# Instructions to follow:
In the flood management text, what do most watershed management plans so far leave out?

In many developed countries, the construction of concrete walls to reduce exposure to floods has been a relatively frequent practice in the most exposed areas. This action has proven to be effective in the short and medium term, and this has been the main argument to defend these infrastructures against those who denounce the environmental damage caused. But after a while, in many cases, a more violent flood has surpassed these artificial defenses, and the damage has been more significant. Therefore, effective and sustainable solutions need a much broader approach.
The concrete wall makes us forget many things. So far, most watershed management plans do not include the restoration of river channels by increasing vegetation and creating wetlands that act as sponges. Only in the past few decades have we realized that the violence of runoff increases in newly built-up areas, which have grown without sustainable urban drainage systems (SUDS). Likewise, millions of kilometers of roads and streets have been built without pavements permeable to rainwater. In the poorest regions, many slums spread their shantytowns in areas with high flooding exposure without any forecasting and warning system.
Managing flood risk upstream, and not just downstream, is much more effective and sustainable than the local and short-term vision of floodwalls. It is an example of the “systemic approach” we must follow: people, water, and nature are all part of the same system in which problems must be addressed comprehensively. Isolated sectoral approaches have a high risk of failure in terms of efficiency and sustainability.

Dataset entries:
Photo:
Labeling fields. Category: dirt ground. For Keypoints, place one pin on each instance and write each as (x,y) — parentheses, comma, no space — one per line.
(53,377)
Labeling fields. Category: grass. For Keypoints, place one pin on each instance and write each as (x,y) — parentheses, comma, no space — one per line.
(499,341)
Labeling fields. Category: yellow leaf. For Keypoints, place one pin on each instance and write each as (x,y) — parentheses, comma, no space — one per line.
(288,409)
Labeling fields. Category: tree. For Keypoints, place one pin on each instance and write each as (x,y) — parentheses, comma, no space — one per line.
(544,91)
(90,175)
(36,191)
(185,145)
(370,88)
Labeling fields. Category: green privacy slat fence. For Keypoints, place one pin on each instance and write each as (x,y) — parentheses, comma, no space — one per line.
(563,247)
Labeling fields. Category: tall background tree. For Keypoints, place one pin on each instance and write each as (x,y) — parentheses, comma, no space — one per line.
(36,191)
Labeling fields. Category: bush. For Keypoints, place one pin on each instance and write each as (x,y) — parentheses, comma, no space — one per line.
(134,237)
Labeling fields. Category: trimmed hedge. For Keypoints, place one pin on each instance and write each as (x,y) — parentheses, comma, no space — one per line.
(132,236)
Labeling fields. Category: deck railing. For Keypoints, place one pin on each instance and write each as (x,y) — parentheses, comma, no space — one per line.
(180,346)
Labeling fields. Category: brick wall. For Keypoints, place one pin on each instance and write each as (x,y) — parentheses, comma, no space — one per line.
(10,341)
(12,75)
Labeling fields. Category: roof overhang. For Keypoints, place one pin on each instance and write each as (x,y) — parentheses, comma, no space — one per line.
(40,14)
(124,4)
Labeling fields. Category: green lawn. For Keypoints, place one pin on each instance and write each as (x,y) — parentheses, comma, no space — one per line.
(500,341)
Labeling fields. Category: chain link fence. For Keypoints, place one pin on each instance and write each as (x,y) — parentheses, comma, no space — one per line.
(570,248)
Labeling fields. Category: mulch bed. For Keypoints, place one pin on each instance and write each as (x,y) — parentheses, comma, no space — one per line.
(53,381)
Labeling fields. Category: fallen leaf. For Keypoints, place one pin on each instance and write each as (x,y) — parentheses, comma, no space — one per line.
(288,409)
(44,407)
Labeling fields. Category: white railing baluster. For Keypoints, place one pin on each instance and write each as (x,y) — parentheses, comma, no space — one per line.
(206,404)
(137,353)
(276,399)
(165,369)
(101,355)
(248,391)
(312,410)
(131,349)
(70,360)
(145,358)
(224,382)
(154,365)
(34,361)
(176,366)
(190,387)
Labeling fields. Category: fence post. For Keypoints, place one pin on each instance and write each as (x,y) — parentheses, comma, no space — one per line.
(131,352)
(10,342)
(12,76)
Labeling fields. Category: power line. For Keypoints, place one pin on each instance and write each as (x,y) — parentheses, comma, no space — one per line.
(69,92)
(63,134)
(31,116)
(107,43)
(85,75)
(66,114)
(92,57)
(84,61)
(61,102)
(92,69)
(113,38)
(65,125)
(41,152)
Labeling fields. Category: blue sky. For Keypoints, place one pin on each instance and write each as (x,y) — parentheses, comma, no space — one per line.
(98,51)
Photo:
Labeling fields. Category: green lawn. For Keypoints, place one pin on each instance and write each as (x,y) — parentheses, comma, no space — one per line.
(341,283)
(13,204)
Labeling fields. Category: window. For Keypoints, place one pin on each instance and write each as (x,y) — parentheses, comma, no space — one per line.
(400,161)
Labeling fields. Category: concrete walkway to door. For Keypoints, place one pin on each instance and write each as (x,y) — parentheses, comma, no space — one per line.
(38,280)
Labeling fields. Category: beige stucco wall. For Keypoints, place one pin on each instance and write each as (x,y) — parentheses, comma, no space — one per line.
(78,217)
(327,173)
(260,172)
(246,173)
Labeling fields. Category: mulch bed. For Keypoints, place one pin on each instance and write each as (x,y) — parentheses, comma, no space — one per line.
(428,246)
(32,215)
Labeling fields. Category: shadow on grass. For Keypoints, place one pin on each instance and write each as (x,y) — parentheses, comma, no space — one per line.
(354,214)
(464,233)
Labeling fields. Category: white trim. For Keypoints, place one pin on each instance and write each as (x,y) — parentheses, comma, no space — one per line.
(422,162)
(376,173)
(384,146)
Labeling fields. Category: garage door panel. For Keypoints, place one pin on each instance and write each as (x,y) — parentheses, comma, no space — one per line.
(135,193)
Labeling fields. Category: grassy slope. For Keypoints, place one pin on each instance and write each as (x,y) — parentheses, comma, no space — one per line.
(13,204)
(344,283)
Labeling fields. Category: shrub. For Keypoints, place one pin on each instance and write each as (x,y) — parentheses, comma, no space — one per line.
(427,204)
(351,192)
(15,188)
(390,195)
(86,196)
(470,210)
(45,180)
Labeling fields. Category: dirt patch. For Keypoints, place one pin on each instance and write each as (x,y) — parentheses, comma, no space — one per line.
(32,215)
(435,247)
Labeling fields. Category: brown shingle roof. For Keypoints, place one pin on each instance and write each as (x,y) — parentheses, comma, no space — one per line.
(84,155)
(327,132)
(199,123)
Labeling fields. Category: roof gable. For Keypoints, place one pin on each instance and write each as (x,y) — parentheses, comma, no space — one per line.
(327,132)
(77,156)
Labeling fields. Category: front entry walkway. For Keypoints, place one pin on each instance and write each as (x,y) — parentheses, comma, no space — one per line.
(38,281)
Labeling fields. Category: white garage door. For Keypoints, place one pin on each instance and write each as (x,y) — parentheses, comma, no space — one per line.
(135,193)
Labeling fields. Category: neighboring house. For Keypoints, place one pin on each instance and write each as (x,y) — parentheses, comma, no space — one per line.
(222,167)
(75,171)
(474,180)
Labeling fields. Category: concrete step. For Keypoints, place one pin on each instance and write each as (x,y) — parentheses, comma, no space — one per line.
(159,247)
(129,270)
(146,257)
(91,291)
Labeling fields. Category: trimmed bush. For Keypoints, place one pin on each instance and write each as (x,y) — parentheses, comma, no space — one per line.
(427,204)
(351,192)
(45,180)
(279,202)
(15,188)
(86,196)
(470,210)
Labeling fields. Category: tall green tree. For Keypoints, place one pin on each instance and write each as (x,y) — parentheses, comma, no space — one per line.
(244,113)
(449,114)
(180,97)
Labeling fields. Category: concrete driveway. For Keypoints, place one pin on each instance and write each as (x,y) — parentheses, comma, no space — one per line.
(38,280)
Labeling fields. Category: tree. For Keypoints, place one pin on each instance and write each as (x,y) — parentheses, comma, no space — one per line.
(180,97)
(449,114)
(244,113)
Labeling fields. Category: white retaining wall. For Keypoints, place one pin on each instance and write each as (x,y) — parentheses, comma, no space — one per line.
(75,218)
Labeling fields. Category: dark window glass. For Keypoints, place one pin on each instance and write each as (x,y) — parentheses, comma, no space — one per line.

# Solution to this task:
The restoration of river channels by increasing vegetation and creating wetlands that act as sponges.